#### WORK REQUIRED
Rewrite the rows below, replacing every "keypoint" with "marker" and leaving everything else unchanged.

#### THE INPUT
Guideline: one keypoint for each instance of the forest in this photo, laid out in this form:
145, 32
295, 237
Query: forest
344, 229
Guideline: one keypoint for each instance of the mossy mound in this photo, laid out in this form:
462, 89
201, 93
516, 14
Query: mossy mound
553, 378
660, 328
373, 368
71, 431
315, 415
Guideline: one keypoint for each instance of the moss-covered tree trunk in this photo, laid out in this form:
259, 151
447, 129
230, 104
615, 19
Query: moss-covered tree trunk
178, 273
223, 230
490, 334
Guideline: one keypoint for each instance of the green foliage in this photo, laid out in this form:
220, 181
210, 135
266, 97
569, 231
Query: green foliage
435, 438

#### OUTPUT OF THE EXERCISE
Guideline: one marker for each instance of the forest in this photo, laid out in this form:
145, 32
295, 237
Query: forest
344, 229
Guideline: one marker for each instance of the mossy mound in this photo, laid out in this form:
462, 89
201, 93
516, 14
Query: mossy mound
553, 378
660, 328
373, 368
71, 431
315, 415
Guideline: one marker for each instance of the moss-covered tree trunk in this photo, laid out in this form:
259, 151
447, 129
230, 104
615, 19
Query: moss-covered tree trunk
178, 273
223, 230
490, 334
Guideline: one marker for each instance of the green foliage in this photo, laid out in this form:
220, 181
210, 135
266, 97
569, 231
Query: green foliage
435, 438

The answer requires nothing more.